Records from a data collection:
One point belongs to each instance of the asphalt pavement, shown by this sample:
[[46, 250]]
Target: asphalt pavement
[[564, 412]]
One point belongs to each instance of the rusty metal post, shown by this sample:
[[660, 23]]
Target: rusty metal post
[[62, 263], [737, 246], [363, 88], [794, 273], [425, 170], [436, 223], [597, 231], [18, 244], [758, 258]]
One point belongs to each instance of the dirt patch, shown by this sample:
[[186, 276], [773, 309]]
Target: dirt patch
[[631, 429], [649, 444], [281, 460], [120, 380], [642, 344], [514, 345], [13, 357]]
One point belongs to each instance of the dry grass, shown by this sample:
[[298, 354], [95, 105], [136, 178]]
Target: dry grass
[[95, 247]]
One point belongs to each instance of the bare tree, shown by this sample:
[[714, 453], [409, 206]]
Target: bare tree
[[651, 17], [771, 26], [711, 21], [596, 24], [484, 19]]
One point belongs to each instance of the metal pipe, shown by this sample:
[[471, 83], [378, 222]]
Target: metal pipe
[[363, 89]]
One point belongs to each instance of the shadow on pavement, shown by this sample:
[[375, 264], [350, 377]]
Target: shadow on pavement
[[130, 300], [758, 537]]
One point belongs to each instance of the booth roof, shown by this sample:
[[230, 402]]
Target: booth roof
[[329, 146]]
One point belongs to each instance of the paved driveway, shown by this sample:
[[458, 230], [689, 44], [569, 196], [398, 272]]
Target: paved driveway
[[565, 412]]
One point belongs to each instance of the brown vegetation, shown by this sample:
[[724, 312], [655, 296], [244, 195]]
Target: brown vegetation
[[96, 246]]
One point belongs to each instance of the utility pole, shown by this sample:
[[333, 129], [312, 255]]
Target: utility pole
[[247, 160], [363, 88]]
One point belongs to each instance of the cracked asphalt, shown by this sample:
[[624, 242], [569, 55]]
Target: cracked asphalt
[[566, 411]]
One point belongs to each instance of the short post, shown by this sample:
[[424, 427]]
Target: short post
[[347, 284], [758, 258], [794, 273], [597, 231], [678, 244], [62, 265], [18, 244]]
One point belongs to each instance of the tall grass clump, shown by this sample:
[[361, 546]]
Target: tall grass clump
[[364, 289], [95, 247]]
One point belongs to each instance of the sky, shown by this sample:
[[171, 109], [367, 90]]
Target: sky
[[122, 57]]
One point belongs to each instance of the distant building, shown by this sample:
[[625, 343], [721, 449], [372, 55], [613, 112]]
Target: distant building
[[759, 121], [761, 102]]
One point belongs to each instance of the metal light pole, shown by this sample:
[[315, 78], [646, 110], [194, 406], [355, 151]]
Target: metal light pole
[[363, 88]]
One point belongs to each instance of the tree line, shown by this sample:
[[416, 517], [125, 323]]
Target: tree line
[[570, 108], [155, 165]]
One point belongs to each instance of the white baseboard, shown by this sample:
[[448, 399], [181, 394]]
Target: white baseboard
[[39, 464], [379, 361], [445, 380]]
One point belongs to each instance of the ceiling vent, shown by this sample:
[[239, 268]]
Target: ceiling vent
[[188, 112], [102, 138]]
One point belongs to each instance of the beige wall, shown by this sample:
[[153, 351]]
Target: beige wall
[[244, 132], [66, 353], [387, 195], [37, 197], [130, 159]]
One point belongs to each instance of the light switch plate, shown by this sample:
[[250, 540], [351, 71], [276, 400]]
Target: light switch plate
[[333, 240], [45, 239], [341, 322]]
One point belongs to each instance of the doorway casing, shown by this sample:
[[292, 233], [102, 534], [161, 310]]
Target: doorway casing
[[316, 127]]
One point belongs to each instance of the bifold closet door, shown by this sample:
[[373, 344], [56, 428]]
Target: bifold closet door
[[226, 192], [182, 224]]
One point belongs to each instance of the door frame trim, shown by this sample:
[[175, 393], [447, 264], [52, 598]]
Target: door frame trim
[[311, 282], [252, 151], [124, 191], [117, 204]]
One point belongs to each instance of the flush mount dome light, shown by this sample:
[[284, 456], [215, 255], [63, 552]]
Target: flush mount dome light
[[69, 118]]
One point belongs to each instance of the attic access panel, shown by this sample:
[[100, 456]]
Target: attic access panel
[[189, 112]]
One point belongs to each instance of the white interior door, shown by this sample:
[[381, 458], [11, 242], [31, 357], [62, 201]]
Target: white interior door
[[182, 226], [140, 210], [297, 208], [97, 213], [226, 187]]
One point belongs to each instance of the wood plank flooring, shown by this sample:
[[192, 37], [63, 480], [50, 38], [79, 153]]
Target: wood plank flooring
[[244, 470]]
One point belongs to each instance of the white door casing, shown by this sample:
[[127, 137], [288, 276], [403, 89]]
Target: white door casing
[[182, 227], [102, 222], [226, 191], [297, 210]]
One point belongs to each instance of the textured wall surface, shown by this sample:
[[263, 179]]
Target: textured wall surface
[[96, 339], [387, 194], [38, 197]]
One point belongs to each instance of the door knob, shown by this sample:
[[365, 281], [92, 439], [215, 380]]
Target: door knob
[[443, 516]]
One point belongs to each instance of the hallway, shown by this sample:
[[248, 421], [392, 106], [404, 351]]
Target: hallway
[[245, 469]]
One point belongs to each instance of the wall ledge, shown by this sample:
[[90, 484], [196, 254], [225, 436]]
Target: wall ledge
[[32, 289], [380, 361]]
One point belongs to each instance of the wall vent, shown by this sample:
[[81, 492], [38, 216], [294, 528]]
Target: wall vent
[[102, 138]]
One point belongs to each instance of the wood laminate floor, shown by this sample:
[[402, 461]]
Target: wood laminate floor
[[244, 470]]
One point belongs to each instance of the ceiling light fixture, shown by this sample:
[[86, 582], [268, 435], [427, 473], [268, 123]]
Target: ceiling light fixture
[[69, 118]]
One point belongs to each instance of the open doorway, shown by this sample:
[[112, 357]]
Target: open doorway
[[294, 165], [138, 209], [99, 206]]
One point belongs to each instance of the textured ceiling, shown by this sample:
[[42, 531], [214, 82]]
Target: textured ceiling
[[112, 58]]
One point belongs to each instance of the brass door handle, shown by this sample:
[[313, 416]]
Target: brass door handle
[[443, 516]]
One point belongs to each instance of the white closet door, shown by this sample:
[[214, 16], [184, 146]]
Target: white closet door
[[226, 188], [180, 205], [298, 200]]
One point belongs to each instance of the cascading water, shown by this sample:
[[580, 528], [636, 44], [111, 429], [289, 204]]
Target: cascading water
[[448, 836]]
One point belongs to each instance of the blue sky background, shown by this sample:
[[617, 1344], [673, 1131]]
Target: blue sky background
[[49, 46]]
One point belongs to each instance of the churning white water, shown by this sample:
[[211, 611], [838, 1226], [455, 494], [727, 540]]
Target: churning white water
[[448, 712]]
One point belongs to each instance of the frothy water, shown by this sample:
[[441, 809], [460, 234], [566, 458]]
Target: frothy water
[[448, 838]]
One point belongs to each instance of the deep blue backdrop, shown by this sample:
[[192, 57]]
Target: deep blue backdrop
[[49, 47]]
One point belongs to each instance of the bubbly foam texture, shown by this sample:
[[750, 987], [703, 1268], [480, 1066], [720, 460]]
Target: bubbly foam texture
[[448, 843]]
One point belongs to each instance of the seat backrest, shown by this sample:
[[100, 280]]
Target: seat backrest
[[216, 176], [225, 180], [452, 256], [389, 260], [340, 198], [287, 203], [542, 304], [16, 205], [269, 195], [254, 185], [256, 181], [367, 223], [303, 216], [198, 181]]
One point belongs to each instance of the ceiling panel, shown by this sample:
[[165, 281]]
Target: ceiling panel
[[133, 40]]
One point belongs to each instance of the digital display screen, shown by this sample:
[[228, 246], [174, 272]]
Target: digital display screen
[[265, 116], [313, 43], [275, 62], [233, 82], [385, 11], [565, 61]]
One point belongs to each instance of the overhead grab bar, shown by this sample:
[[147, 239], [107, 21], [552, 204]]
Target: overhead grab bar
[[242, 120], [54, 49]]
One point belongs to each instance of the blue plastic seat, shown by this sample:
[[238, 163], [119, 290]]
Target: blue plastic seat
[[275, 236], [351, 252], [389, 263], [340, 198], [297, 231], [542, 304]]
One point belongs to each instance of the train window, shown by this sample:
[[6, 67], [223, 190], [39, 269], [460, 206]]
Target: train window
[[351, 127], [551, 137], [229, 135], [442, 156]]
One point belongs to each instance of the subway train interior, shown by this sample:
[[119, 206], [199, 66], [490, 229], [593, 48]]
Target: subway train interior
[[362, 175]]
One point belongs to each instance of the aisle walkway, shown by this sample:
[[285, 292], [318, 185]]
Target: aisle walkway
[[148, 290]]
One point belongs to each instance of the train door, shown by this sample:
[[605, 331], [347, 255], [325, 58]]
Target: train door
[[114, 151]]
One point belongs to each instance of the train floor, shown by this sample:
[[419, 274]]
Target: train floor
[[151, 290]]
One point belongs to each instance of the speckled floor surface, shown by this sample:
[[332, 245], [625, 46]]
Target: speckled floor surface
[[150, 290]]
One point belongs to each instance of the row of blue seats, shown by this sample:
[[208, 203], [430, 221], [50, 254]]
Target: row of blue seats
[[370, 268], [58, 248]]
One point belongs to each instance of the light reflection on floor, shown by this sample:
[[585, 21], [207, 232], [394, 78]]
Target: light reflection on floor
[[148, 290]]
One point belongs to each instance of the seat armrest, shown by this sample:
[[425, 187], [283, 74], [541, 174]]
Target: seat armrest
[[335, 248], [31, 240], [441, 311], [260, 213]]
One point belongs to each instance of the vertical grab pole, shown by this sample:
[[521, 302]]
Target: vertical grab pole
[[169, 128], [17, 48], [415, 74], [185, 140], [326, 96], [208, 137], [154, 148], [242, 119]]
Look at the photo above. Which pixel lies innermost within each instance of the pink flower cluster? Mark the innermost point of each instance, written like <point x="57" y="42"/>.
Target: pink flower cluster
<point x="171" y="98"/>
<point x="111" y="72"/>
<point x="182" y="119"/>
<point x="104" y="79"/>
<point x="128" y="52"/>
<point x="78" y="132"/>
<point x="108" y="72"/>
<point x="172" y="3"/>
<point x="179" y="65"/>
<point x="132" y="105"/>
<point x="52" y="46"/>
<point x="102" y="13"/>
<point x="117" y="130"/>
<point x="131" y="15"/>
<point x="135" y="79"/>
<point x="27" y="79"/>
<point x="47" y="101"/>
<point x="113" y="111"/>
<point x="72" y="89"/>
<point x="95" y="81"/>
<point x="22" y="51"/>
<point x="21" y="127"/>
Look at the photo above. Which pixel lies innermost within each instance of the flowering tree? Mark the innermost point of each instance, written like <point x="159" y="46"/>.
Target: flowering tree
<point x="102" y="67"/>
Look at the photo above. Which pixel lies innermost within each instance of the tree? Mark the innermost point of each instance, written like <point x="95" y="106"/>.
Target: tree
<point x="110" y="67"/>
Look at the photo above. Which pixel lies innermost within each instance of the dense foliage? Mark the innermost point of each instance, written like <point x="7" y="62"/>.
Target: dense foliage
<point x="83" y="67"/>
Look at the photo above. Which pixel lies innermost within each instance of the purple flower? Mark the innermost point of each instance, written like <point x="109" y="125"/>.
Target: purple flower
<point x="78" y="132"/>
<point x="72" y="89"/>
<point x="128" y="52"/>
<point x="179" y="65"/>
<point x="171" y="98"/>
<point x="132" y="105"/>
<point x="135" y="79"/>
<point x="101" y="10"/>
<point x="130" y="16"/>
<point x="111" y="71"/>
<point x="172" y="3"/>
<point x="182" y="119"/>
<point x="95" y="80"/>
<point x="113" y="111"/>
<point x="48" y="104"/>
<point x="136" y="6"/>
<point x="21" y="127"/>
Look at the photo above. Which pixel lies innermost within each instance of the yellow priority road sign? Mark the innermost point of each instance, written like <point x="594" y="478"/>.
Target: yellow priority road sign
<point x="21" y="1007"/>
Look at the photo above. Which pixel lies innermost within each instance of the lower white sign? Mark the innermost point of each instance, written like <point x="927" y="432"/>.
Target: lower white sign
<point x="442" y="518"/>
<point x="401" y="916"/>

How to complete this task: Out of the data above, set down the lines from the one with "One point belongs to each instance of the paved" to the one with "[[724, 312], [655, 296], [244, 195]]", both included, exactly as written and with no additions.

Response to this task:
One point belongs to each instance of the paved driveway, shown by this sample:
[[458, 230], [689, 44], [569, 196], [398, 272]]
Target: paved driveway
[[565, 412]]
One point belongs to each instance of the brown vegetation, shown by this sample:
[[724, 312], [655, 296], [244, 195]]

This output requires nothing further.